_Work instructions_
The reply should contain every line of the data, repeated exactly, and no pictures.
■ ■ ■ ■ ■ ■ ■
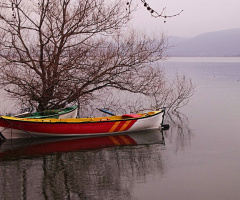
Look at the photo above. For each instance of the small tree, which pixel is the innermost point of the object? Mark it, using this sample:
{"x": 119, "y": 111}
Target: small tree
{"x": 58, "y": 52}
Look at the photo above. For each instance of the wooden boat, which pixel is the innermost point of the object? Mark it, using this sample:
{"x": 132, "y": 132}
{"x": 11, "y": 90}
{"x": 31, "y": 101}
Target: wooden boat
{"x": 17, "y": 148}
{"x": 67, "y": 112}
{"x": 12, "y": 127}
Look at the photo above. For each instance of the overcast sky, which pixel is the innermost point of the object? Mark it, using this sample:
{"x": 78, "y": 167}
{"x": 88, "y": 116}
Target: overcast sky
{"x": 198, "y": 16}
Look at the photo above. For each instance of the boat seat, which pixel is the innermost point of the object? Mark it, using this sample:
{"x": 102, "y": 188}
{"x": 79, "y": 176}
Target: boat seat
{"x": 131, "y": 116}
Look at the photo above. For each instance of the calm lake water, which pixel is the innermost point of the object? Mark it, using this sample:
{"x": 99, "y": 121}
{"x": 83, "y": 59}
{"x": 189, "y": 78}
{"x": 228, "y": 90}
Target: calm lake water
{"x": 198, "y": 158}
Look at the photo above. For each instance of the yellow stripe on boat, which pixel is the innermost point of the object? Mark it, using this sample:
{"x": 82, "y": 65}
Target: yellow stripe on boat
{"x": 114, "y": 127}
{"x": 125, "y": 139}
{"x": 124, "y": 125}
{"x": 114, "y": 140}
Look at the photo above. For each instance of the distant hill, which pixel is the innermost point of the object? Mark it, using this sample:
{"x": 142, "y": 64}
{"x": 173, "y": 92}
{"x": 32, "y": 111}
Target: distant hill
{"x": 220, "y": 43}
■ ■ ■ ■ ■ ■ ■
_Task response_
Look at the photo above. For each instance of the small tree, which pixel is the innermost point of the object? Mark it, using this sample:
{"x": 119, "y": 111}
Target: small tree
{"x": 58, "y": 52}
Look at the photo above. For each instance of the wooden boat, which pixel is the innermost point of the object? Mark it, using this sample:
{"x": 132, "y": 132}
{"x": 11, "y": 90}
{"x": 31, "y": 101}
Target: wooden boat
{"x": 17, "y": 148}
{"x": 67, "y": 112}
{"x": 12, "y": 127}
Look at the photo above. For each instance of the overcast sky, which pixel is the innermost point of the object? Mark it, using this sample:
{"x": 78, "y": 167}
{"x": 88, "y": 116}
Target: overcast sky
{"x": 198, "y": 16}
Look at the photo above. For each instance of the boat seat, which pixel is the innermost point of the object? Mark it, using this sample:
{"x": 102, "y": 188}
{"x": 79, "y": 176}
Target: boat seat
{"x": 131, "y": 116}
Look at the photo above. For each instance of the calm lake water, which pixel is the innermost point of the object? Mark it, using this sample:
{"x": 99, "y": 121}
{"x": 83, "y": 59}
{"x": 189, "y": 78}
{"x": 228, "y": 90}
Target: calm lake water
{"x": 198, "y": 158}
Look at the photo above. For each instance of the yellow stripe on boat, which pixel is the innermost point of the object? Mark it, using this sample:
{"x": 82, "y": 65}
Target: yellow stripe on boat
{"x": 114, "y": 127}
{"x": 125, "y": 139}
{"x": 124, "y": 125}
{"x": 114, "y": 140}
Look at the photo above. For each instance of the distant hill, which pixel is the innermost point of the object? Mark it, using this sample:
{"x": 142, "y": 64}
{"x": 173, "y": 92}
{"x": 32, "y": 111}
Target: distant hill
{"x": 220, "y": 43}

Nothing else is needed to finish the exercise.